--- Begin Data for this task ---

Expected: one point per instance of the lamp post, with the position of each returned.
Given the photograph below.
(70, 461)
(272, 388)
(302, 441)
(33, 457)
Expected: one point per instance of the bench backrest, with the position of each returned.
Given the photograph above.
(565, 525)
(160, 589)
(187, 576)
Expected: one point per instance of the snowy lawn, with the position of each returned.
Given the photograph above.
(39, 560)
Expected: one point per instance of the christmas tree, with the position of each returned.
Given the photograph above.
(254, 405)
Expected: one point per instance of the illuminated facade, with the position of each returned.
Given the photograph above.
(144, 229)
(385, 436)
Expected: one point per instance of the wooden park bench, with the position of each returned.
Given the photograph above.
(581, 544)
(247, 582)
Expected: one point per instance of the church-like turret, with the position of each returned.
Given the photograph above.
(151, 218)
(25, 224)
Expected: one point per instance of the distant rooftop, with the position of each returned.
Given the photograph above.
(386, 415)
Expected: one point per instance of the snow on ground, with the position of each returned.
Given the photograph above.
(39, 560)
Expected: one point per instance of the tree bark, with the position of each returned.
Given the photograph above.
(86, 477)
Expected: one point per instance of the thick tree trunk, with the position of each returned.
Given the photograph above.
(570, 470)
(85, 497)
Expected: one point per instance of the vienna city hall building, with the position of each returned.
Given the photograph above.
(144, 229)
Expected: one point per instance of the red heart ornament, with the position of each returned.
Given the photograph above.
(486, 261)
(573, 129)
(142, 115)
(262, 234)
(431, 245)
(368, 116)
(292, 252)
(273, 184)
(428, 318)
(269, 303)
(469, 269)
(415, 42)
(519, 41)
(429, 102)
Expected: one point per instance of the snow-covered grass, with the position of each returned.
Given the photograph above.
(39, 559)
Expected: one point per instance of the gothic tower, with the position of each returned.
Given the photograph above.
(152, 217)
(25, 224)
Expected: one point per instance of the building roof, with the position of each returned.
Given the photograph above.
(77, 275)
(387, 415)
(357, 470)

--- End Data for this task ---

Objective: Take the entries above and transcribe them in full.

Solution for this exercise:
Expected: one point per instance of the lamp post, with the position of each returned.
Given the photograph below.
(70, 461)
(272, 388)
(302, 441)
(33, 457)
Expected: one point per instance of the bench backrest, with the position of each returned.
Given the photograph above.
(565, 525)
(160, 589)
(187, 576)
Expected: one point per instance of the snowy lawn, with the position of each returned.
Given the photograph above.
(39, 560)
Expected: one point per instance of the christmas tree, with the position of each returned.
Given the photograph above.
(254, 405)
Expected: one point per instance of the illuminated facade, with the position of each returned.
Given the photograph above.
(144, 229)
(385, 436)
Expected: one point per instance of the wooden park bench, with the position of each returned.
Given the photograph above.
(581, 544)
(247, 582)
Expected: one point per instance of the church-like turret, with the position of each returned.
Given the photograph above.
(151, 218)
(25, 224)
Expected: one point per instance of the distant rooftop, with the position of each returned.
Given the photograph above.
(386, 415)
Expected: one point per instance of the snow on ground, with the position of each returned.
Given the photograph above.
(39, 560)
Expected: one point per instance of the tree bark, with the position of each returned.
Given the photograph above.
(86, 477)
Expected: one point per instance of the thick tree trunk, with the position of each returned.
Given the photograph above.
(570, 470)
(85, 497)
Expected: one point per instance of the vienna city hall building, with the position of each returned.
Given the photograph above.
(144, 229)
Expected: one point per instance of the red heart ornament, with the position of each returned.
Given the photograph above.
(486, 261)
(573, 129)
(142, 115)
(262, 234)
(431, 245)
(368, 116)
(292, 252)
(273, 184)
(428, 318)
(269, 303)
(469, 269)
(415, 42)
(519, 41)
(429, 102)
Expected: one point per instance of the snow-covered grass, with the position of each returned.
Given the photograph above.
(39, 559)
Expected: one point per instance of the gothic tower, with the position of each returned.
Given the photograph above.
(152, 217)
(25, 224)
Expected: one point per instance of the building roof, with the position of each returned.
Given the photograph above.
(77, 275)
(387, 415)
(357, 470)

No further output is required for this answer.